= Written task 1 =
In the blog post about public bathrooms, why might a woman end up asking someone for a square to spare? Explain in one to three sentences.
= Written task 2 =
Carry on the blog post about public bathrooms from the point where it stops.

= Given text =
Tuesday, November 1, 2011

A Square to Spare



If you're a Seinfeld fan you must remember the square spare episode and if you've never watched it but are a woman you know the story of public bathrooms. There's always a line for the women. And how many times have you not checked for toilet paper in the stall and then end up like Elaine in Seinfeld asking someone for a square to spare.

In my Jersey Shore days I used to joke that I was going to write a book about which bars "down the Shore" had the best ladies room. I mean after all these years of lines outside the women's bathrooms and men walking in and out of theirs why don't bars make bigger bathrooms for the women? Why can't they just have one little room for the men and have them wait on line, see how they like it!

There have been many times me and my friends commandeered the mens bathrooms, we would stand watch outside the door and take turns using it and keep lots of guys waiting. And yes I have left many a girl hanging after leaving the mens room and being the last woman on watch, again it was usually the same person I played all my practical jokes on. And though I have never done it, almost have, but I know lots of women and men who have walked into the wrong bathroom, some realizing right away, others not realizing until they meet someone of the opposite sex while walking out of the stall.

= Records supplied =
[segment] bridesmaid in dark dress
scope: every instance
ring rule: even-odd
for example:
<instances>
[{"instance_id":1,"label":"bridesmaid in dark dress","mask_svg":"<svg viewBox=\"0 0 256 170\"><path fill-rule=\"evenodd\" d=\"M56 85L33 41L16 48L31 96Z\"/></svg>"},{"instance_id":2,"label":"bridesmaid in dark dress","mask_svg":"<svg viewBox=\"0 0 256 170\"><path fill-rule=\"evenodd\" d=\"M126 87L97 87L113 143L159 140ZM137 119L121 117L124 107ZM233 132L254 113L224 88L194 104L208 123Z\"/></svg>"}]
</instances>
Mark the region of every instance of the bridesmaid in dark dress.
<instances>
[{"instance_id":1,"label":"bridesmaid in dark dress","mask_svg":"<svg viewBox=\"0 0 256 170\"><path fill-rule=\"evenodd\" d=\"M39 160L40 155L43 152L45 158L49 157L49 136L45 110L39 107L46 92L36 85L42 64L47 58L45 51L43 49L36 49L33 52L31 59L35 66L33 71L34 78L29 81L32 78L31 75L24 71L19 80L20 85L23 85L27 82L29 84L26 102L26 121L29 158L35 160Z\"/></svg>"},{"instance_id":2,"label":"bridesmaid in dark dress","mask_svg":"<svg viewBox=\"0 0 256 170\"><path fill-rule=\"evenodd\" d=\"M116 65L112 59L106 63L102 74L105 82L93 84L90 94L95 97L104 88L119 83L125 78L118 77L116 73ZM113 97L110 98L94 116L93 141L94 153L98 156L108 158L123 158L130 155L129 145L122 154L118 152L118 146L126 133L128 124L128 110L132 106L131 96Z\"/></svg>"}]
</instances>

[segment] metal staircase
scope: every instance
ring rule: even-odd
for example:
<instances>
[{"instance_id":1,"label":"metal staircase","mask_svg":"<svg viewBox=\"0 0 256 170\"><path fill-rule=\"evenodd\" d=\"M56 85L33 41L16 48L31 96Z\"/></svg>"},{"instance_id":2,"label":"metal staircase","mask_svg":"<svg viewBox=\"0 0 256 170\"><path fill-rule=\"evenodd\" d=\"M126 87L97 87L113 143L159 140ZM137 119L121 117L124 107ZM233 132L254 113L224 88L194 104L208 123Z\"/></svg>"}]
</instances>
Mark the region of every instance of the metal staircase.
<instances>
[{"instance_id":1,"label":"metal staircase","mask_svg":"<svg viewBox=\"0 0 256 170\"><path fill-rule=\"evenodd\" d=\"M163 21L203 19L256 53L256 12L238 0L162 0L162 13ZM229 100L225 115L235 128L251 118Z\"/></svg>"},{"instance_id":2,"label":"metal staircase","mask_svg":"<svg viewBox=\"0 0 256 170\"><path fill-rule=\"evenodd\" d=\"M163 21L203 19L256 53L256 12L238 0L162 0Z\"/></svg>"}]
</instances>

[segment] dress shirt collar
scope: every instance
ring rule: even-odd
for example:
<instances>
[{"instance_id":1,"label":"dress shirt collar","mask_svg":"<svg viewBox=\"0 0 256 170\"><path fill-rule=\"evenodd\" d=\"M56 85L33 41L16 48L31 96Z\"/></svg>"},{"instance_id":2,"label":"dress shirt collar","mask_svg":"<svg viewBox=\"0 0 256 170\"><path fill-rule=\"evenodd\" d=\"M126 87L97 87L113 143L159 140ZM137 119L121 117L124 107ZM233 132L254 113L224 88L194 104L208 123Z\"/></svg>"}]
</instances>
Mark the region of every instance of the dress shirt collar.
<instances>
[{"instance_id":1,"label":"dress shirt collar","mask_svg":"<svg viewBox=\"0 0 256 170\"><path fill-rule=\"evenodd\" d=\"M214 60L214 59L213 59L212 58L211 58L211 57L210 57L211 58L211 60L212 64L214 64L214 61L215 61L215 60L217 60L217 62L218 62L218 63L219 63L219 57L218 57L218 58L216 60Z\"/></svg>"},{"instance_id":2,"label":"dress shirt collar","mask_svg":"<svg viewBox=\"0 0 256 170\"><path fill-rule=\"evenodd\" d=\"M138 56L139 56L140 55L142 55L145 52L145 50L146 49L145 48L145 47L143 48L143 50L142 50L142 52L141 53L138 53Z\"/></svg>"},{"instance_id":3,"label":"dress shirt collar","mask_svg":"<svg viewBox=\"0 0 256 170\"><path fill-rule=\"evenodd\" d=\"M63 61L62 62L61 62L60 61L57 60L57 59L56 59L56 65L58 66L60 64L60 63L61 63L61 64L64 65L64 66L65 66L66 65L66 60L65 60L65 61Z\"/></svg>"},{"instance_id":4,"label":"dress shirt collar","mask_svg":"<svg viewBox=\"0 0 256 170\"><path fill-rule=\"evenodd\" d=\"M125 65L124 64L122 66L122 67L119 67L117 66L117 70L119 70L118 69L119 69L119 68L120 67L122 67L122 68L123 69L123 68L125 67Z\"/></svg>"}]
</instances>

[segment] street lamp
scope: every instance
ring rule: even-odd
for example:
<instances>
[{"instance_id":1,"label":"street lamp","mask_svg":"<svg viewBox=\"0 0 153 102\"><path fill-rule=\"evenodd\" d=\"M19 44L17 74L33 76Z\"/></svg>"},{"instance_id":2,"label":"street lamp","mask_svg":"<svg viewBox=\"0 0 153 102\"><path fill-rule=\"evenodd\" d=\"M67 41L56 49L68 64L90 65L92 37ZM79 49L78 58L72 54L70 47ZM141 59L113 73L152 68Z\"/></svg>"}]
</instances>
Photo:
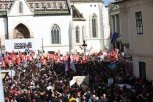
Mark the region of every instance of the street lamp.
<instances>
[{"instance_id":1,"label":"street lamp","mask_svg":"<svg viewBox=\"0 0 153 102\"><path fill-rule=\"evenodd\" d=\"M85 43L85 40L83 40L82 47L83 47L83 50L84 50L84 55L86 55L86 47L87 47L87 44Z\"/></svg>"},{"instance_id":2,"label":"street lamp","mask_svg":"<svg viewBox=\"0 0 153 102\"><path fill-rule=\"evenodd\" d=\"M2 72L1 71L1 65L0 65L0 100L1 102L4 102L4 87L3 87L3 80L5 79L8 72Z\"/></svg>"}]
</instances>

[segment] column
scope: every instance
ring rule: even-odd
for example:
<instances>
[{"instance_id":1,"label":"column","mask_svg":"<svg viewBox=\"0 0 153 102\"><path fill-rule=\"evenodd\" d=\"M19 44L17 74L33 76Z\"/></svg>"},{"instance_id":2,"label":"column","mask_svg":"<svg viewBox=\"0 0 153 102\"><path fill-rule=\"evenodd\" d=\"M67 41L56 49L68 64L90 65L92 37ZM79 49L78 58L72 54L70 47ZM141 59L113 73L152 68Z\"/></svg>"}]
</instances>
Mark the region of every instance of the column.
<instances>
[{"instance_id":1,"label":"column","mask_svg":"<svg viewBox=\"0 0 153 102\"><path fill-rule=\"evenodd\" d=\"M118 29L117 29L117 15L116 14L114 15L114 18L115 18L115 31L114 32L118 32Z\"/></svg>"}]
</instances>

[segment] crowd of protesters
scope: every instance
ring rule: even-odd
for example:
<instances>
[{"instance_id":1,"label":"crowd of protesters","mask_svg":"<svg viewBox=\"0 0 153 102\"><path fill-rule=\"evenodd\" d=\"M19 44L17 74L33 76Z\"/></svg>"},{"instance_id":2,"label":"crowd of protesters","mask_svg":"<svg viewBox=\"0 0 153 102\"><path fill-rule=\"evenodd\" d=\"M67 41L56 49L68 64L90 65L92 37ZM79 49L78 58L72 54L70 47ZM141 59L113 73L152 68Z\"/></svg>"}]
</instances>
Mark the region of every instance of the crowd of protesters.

= Right answer 1 =
She didn't check the stall for toilet paper before using it. That leaves her like Elaine in Seinfeld, asking someone for a square to spare.

= Right answer 2 =
I started working in the city in 1978 and after a few years there came to be locks on the bathroom doors which were usually located outside the office suites in a public area so that clients and guests could use them. Unfortunately the locks were added because a woman had been raped in a bathroom in an office building somewhere in Manhattan.

Everyone would get the key from the receptionist, so many people leaving the key in the bathroom, when meanwhile it was on a big heavy block so as not to lose it or forget it, but everyone did. But that's the way it was. I've worked at some firms where security was so tight, especially after 9/11 there was no way anyone was getting in my buildings or the bathrooms without being checked in at security, on camera, very safe.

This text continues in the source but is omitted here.